_Arbeitsauftrag A_: Bitte schreiben Sie aus dem Text zur Integration die Passage zwischen "Integration ist mehr" und "und politische Partizipation." wortgetreu ab, beide Stellen eingeschlossen.
_Arbeitsauftrag B_:
Beantworten Sie anhand des Textes zur Integration die folgenden Fragen:
(i) Was umfasst die strukturelle Dimension?
(ii) Welche beiden Vornamen dienen als Beispiel dafür, wer zum Vorstellungsgespräch eingeladen wird?
(iii) Was meint die emotional-identifikative Dimension?
_Arbeitsauftrag C_: Führen Sie den Text zur Integration im Anschluss an seinen letzten Satz weiter.

_Ausgangstext_:
_ _ _ _

Integration ist mehr als nur ein Dach über dem Kopf und genug zu Essen. Was braucht es Ihrer Meinung nach für eine gelingende Integration?
Integration gelingt vor allem dann, wenn die folgenden vier Dimensionen gleichermaßen beim Integrationsprozess berücksichtigt werden:
- Die strukturelle Dimension umfasst Bildung, Arbeitsmarkt und politische Partizipation.
- Die kulturelle Dimension umfasst Sprache, Alltagsbewältigung und Orientierungssystem (Werte, Normen et.).
- Die soziale Dimension umfasst Freundschafts- und Nachbarschaftskontakte, Vereinsmitgliedschaften etc.
- Die emotional-identifikative Dimension meint die emotionale Verbundenheit mit Deutschland (als Heimat).
Geflüchtete junge Menschen brauchen in ihrer sozialen, schulischen, beruflichen und gesellschaftlichen Integration Perspektiven, die ein Ankommen dauerhaft ermöglichen. Denn Integration des Einzelnen beginnt erst dann, wenn seine Identität feststeht. Fehlt also z.B. diese letzte der o.g. Dimensionen, baut der junge Mensch keine Verbundenheit mit dem aufnehmenden Land. Oft wird ihm/ ihr auch diese Chance auf Teilhabe von der aufnehmenden Gesellschaft verwehrt. Schon allein der Name, ob jemand Achmed oder Peter heißt, entscheidet darüber, ob derjenige zum Vorstellungsgespräch eingeladen wird oder nicht. So ist erfolgreiche Integration tatsächlich in Gefahr. Parallele Strukturen, der Rückzug auf traditionelle Werte und auf die Herkunftskultur und Resignation durch viele alltägliche Erfahrungen mit Alltagsrassismus und Mechanismen sind die Folge. Dies müssen wir unbedingt verhindern. Keiner darf verloren gehen.
Was brauchen Sie für Ihre zukünftige Arbeit und welche konkreten Forderungen an die Politik ergeben Sich daraus?

_ _ _ _

_Datensatzeinträge_:
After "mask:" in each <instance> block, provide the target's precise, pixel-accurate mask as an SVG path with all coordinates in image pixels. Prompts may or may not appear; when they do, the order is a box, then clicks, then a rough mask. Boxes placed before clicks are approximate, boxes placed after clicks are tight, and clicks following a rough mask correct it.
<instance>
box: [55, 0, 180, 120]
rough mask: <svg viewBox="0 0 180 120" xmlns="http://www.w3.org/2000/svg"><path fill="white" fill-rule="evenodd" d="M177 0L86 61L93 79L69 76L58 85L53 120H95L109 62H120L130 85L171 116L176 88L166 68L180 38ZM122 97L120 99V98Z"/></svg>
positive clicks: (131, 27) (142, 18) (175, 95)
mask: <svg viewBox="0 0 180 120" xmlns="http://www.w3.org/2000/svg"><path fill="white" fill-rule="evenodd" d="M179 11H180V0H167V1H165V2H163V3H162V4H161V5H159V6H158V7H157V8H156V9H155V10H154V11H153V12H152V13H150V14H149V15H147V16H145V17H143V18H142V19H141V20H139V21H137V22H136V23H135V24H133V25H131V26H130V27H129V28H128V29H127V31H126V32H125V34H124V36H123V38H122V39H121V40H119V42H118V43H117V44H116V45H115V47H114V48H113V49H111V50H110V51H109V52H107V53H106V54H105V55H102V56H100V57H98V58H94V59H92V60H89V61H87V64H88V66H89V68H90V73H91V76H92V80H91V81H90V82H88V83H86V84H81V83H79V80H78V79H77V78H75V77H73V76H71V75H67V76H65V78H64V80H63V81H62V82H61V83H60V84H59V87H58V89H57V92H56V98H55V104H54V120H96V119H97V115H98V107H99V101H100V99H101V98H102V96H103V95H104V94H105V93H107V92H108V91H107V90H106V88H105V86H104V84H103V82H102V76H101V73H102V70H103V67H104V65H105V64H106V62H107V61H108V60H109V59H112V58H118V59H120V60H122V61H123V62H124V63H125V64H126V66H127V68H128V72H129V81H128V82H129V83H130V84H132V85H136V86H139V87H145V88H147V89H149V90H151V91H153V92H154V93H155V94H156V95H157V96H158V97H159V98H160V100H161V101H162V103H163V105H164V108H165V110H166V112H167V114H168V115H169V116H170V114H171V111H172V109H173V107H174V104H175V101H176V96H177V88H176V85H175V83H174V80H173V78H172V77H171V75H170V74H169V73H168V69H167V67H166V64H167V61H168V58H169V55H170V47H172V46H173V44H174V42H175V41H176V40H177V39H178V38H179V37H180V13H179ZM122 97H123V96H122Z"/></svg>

_ _ _ _

_Antwort A_:
Integration ist mehr als nur ein Dach über dem Kopf und genug zu Essen. Was braucht es Ihrer Meinung nach für eine gelingende Integration?
Integration gelingt vor allem dann, wenn die folgenden vier Dimensionen gleichermaßen beim Integrationsprozess berücksichtigt werden:
- Die strukturelle Dimension umfasst Bildung, Arbeitsmarkt und politische Partizipation.

_Antwort B_:
(i) Bildung, Arbeitsmarkt und politische Partizipation.
(ii) Achmed und Peter.
(iii) Die emotionale Verbundenheit mit Deutschland (als Heimat).

_Antwort C_:
Grundsätzlich brauchen wir in Bayern eine umfassende Auseinandersetzung und Debatte über gelingende Integrationskonzepte, die realistisch einbeziehen, dass auch und gerade Bayern seit Jahren eine Migrationsgesellschaft ist, aus denen eindeutig Teilhaberechte, aber auch Integrationspflichten der neu zugewanderten Menschen erwachsen. Der aktuelle Entwurf eines Bayerischen Integrationsgesetzes, der derzeit diskutiert wird, erfüllt diesen Anspruch jedoch nicht. Der Begriff der „Leitkultur“ oder die Orientierung an „Sitten und Gebräuchen“, an denen sich die Geflüchteten zu orientieren haben, ist nicht die Ebene der Auseinandersetzung über gelingende Integrationkonzepte.
Unter den Geflüchteten und Zugewanderten sind viele junge Menschen. Diese gilt es zu fördern. Aber auch die, die lange hierbleiben, aber eine geringe „Bleibeperspektive“ haben, benötigen genau so Unterstützung. Hier in „Verwertbare“ und „weniger Verwertbare“ zu unterscheiden, ist unchristlich und gegen jede Menschenwürde. Daher sind dringend Unterstützungs- und Hilfeangebote notwendig, die viel stärker den Fokus auf die Jugend egal welcher Stati legen. Zugangsweisen und Angebote müssen dabei jugendgerecht sein. Hier sind die Ansätze der migrationsbezogenen Jugend- und Jugendsozialarbeit richtungsweisend.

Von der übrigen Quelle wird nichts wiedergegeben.